▶ [BRIEF] Rescale everything from the line containing "outline grass field" down to the line containing "POLYGON ((121 136, 108", both included, and write those lines out again with the request text and format samples unchanged. Multiply every polygon coordinate in the answer by 1.3 and round to whole numbers, with halves rounded up.
────────
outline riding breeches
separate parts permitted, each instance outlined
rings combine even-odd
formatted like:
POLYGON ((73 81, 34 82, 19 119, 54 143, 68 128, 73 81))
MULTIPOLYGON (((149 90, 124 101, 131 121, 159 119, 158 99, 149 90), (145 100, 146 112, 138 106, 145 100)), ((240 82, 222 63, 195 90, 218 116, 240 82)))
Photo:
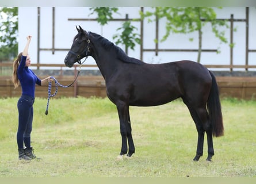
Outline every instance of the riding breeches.
POLYGON ((35 98, 22 95, 17 103, 18 110, 18 127, 17 132, 17 143, 18 148, 23 148, 24 143, 27 148, 30 147, 30 133, 32 131, 35 98))

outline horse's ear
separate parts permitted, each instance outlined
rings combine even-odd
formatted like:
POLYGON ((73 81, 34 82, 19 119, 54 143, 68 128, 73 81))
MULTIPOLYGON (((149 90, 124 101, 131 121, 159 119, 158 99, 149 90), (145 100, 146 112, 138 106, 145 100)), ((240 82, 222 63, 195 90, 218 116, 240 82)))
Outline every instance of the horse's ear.
POLYGON ((78 27, 77 26, 75 26, 75 28, 77 28, 77 31, 78 32, 78 33, 80 32, 80 30, 78 28, 78 27))
POLYGON ((82 28, 81 26, 79 26, 79 28, 80 28, 80 31, 81 32, 83 33, 84 30, 83 30, 83 28, 82 28))

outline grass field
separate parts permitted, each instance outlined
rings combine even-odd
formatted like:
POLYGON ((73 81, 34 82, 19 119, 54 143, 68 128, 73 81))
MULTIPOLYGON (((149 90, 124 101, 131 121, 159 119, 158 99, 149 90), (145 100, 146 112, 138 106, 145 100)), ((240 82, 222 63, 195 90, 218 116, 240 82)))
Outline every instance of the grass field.
POLYGON ((121 136, 108 99, 51 99, 34 104, 32 145, 40 160, 18 159, 17 98, 0 99, 0 177, 256 177, 256 101, 223 99, 224 136, 214 138, 213 162, 192 161, 197 135, 186 106, 130 107, 136 147, 117 160, 121 136))

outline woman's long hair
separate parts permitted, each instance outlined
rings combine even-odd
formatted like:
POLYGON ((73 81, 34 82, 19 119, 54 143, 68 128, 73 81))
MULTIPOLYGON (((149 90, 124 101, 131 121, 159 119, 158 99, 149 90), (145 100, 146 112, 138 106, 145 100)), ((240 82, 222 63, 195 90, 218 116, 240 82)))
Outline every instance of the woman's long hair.
POLYGON ((14 89, 16 89, 18 86, 18 67, 20 65, 20 63, 21 60, 21 56, 22 55, 22 52, 21 52, 18 54, 17 59, 13 62, 13 76, 12 80, 13 83, 14 84, 14 89))

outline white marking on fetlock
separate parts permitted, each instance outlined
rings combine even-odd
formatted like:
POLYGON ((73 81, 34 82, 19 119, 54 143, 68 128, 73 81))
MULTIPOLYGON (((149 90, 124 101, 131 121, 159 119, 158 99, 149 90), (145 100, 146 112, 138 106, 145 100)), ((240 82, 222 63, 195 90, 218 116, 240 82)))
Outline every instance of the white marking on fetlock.
POLYGON ((124 155, 119 155, 119 156, 117 156, 116 159, 117 159, 117 160, 123 160, 123 156, 124 156, 124 155))
POLYGON ((131 159, 131 156, 128 156, 127 155, 125 155, 124 156, 124 159, 131 159))

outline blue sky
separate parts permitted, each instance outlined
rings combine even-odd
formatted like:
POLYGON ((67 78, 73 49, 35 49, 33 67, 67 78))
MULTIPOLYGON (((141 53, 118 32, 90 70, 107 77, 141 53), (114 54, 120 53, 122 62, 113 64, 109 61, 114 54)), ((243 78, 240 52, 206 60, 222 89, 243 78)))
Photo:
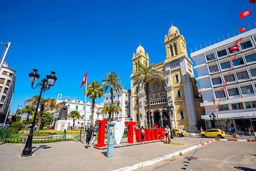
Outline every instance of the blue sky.
MULTIPOLYGON (((25 99, 39 94, 28 77, 34 68, 40 79, 52 71, 58 77, 43 97, 61 93, 84 100, 84 88, 79 87, 86 72, 90 82, 115 71, 129 89, 132 55, 140 41, 151 62, 163 61, 164 37, 173 22, 190 54, 200 44, 205 47, 205 42, 218 42, 218 37, 222 40, 223 35, 226 39, 233 31, 237 35, 247 20, 240 20, 239 13, 252 6, 248 0, 1 0, 0 4, 0 41, 12 43, 5 61, 17 72, 13 113, 25 99)), ((254 9, 249 20, 252 28, 254 9)), ((5 46, 0 45, 2 55, 5 46)))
────────
▶ [PROBLEM SOLUTION]
outline grass field
separate parts permitted, each instance outlined
rings combine even-odd
formatted like:
POLYGON ((73 81, 34 82, 19 119, 54 143, 68 128, 73 81))
MULTIPOLYGON (((149 90, 124 101, 131 121, 159 119, 158 99, 149 90), (145 100, 146 112, 138 106, 145 100)), ((240 82, 222 63, 195 90, 218 116, 240 82)))
Outline every instance of the grass field.
POLYGON ((157 177, 140 129, 66 129, 44 135, 42 189, 52 208, 23 207, 22 127, 0 129, 0 230, 333 230, 333 131, 290 129, 291 177, 278 179, 277 211, 250 209, 256 176, 242 138, 169 139, 177 191, 152 208, 157 177))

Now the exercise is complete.